=== GIVEN DATA ===

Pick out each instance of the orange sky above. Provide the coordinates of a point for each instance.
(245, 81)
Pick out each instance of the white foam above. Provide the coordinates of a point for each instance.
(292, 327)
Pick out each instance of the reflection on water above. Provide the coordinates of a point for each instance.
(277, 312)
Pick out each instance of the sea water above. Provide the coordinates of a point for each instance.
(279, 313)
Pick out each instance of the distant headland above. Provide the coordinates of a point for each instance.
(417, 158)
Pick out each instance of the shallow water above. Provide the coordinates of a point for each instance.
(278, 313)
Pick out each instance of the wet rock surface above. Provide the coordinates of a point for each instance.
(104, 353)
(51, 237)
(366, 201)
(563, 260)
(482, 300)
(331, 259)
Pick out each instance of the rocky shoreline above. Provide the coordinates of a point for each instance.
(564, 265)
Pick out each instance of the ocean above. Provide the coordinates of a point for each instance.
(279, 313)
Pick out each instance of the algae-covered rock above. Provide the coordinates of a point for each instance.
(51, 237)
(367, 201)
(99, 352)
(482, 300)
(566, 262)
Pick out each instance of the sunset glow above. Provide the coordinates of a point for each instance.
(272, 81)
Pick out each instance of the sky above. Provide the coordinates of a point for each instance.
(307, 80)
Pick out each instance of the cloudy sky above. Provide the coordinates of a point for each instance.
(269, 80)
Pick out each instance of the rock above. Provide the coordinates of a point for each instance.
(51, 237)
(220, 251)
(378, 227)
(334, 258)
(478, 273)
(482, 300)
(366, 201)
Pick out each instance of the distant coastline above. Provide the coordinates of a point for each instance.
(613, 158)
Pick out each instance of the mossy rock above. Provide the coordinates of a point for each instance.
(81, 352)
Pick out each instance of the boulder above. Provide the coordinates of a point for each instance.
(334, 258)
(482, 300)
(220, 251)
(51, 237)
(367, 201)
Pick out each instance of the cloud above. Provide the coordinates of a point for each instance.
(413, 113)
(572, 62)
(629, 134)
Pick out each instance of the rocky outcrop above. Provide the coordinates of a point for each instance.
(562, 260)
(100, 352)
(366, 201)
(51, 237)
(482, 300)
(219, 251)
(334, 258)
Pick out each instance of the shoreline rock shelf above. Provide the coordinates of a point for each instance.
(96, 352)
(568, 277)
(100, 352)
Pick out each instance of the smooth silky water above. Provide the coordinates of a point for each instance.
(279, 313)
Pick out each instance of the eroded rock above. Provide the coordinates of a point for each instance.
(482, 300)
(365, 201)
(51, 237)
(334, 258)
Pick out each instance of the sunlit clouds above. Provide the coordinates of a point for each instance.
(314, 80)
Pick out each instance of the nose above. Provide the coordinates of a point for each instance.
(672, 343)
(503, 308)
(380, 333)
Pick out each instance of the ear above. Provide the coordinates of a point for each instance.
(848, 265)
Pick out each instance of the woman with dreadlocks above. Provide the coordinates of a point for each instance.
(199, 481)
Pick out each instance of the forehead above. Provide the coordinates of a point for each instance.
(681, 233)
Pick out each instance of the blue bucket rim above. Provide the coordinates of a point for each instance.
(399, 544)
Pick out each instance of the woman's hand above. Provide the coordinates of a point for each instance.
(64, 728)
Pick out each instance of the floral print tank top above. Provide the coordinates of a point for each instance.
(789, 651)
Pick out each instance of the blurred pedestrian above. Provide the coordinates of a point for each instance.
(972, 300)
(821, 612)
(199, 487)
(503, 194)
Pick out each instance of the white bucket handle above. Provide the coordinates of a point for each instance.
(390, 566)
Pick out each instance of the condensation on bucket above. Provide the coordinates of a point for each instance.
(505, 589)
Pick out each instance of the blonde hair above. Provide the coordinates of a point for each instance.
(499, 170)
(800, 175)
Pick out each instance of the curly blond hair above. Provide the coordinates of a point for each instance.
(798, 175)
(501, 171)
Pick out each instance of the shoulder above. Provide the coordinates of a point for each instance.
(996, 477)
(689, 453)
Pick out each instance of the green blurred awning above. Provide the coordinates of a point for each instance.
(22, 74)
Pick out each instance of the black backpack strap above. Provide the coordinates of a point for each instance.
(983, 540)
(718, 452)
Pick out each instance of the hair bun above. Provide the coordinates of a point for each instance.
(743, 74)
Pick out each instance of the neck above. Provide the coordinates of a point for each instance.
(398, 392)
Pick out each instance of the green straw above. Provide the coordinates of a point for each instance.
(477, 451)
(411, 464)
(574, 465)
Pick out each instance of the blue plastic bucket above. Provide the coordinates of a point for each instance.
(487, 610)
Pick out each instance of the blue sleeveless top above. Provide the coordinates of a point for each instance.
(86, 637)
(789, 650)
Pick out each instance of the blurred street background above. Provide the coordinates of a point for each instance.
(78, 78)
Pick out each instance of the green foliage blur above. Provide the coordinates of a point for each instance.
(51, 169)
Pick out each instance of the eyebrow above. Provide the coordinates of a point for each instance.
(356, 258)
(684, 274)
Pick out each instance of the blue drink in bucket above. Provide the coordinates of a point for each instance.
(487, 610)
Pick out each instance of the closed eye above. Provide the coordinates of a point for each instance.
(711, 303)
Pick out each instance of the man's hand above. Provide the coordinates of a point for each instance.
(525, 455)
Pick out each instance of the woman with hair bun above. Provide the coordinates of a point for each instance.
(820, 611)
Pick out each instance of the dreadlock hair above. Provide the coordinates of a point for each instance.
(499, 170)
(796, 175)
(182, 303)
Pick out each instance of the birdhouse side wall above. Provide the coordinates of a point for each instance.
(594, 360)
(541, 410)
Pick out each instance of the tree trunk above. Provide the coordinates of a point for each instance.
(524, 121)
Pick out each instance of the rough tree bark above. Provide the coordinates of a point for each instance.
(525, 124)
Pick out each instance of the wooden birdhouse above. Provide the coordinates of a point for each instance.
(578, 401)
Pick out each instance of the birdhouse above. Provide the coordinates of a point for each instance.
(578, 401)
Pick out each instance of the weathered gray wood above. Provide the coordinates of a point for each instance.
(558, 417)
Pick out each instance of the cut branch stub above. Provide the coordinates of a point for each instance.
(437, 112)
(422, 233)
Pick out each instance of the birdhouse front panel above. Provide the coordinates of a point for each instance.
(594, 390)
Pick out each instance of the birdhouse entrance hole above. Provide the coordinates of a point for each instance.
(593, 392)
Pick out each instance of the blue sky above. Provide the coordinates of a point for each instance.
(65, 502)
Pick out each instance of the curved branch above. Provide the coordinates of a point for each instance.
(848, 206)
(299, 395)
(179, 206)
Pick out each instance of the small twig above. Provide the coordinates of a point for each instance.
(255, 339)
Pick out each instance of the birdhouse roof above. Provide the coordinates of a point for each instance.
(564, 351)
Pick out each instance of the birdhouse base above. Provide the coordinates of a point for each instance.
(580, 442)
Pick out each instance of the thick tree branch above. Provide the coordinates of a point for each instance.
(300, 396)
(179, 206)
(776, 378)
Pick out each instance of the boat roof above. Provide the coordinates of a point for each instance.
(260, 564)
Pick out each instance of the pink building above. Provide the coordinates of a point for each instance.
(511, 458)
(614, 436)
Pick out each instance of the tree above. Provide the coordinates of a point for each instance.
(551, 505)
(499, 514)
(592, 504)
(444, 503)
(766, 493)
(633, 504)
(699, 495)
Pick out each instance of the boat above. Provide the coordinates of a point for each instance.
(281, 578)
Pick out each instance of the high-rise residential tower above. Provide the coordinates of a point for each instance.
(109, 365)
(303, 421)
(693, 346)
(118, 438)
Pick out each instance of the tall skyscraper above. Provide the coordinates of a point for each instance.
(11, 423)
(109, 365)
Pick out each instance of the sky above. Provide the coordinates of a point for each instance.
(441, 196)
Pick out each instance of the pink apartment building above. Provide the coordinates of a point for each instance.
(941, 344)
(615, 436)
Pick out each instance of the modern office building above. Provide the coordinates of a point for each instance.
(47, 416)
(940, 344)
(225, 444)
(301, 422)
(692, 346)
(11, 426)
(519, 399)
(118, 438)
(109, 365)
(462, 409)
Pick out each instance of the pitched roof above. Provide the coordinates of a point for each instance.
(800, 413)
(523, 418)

=== DIRECTIVE ===
Find the line that contains "Pick out each instance of the pink apartment". Repeat it and every line after it, exactly as written, up to and including the last line of the records above.

=== REPLY ===
Pick out each instance of the pink apartment building above. Provide the coordinates of a point for each instance.
(941, 344)
(615, 436)
Pick out each instance of the modern office building above. Provide the coordinates of a point for each instance.
(47, 416)
(940, 344)
(225, 444)
(301, 422)
(692, 346)
(11, 426)
(519, 399)
(118, 438)
(109, 365)
(462, 409)
Pick out each instance of the pitched roof above. Provide the coordinates of a point for each instance.
(800, 413)
(523, 418)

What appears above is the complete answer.